▸ **What you should do**:
Copy each of the following items word for word, leaving every line unchanged.

▸ **Given data**:

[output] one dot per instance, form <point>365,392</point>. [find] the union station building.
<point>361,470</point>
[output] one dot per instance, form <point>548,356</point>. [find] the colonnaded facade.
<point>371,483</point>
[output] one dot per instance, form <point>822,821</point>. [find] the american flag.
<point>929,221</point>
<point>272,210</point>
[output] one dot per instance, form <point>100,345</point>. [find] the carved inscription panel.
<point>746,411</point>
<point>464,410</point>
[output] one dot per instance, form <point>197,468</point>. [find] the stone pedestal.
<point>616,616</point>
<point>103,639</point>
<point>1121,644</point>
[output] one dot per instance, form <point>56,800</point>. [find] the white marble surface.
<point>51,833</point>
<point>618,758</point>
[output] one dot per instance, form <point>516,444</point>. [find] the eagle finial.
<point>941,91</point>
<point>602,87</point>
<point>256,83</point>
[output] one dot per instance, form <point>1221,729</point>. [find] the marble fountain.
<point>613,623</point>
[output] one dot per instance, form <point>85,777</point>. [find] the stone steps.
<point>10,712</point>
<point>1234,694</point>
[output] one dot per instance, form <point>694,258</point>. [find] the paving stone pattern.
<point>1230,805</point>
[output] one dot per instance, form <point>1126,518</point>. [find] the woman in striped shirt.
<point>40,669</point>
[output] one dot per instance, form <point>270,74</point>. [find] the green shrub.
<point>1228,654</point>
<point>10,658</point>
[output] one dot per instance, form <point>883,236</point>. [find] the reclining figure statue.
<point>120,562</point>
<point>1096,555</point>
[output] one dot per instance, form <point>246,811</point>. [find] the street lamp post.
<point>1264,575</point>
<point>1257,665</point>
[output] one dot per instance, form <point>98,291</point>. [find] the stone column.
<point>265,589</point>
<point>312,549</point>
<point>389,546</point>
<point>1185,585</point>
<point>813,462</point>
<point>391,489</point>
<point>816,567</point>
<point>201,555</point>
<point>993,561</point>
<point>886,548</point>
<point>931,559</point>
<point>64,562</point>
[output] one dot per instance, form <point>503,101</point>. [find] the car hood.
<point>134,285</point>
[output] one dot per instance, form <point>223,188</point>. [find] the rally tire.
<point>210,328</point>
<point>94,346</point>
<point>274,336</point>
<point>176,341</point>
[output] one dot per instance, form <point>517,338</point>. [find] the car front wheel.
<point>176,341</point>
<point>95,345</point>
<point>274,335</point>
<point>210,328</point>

▸ **Full answer**:
[output] one dot per instance, form <point>365,392</point>. [find] the union station building.
<point>361,470</point>
[output] one dot per instance, form <point>548,356</point>. [find] the colonnaded facade.
<point>371,483</point>
[output] one dot per instance, form <point>822,821</point>. [find] the american flag.
<point>929,221</point>
<point>272,210</point>
[output] one dot per instance, form <point>100,345</point>. [find] the carved inscription panel.
<point>746,411</point>
<point>464,410</point>
[output] one dot per instance, form <point>197,468</point>. [find] the stone pedestal.
<point>616,616</point>
<point>103,639</point>
<point>1121,644</point>
[output] one dot per instance, form <point>56,800</point>. [find] the white marble surface.
<point>51,833</point>
<point>618,758</point>
[output] one dot per instance, form <point>516,444</point>. [find] the eagle finial.
<point>941,91</point>
<point>602,87</point>
<point>256,83</point>
[output] one dot per instance, form <point>1221,729</point>. [find] the marble fountain.
<point>613,623</point>
[output] one dot per instance, form <point>85,777</point>. [find] the stone steps.
<point>10,712</point>
<point>1234,694</point>
[output] one dot per instance, form <point>694,258</point>. [find] the paving stone pattern.
<point>1230,805</point>
[output] one dot per instance, form <point>1126,518</point>. [find] the woman in striped shirt.
<point>40,669</point>
[output] one dot per instance, form <point>270,74</point>. [find] the green shrub.
<point>1228,654</point>
<point>10,658</point>
[output] one dot per instance, form <point>883,236</point>. [find] the reclining figure statue.
<point>120,562</point>
<point>1096,555</point>
[output] one dot per instance, form <point>246,811</point>. [find] the street lamp post.
<point>1264,575</point>
<point>1257,665</point>
[output] one dot per instance, form <point>98,291</point>. [find] the stone column.
<point>265,589</point>
<point>312,549</point>
<point>389,546</point>
<point>1185,585</point>
<point>813,462</point>
<point>391,489</point>
<point>816,567</point>
<point>201,555</point>
<point>993,561</point>
<point>886,548</point>
<point>931,559</point>
<point>64,562</point>
[output] one dot per instance, form <point>503,101</point>. [find] the car hood.
<point>134,285</point>
[output] one dot per instance, form <point>223,188</point>. [find] the rally tire.
<point>210,328</point>
<point>94,346</point>
<point>274,336</point>
<point>176,341</point>
[output] one dot per instance, form <point>517,338</point>. [find] the car front wheel.
<point>176,341</point>
<point>95,345</point>
<point>274,335</point>
<point>210,328</point>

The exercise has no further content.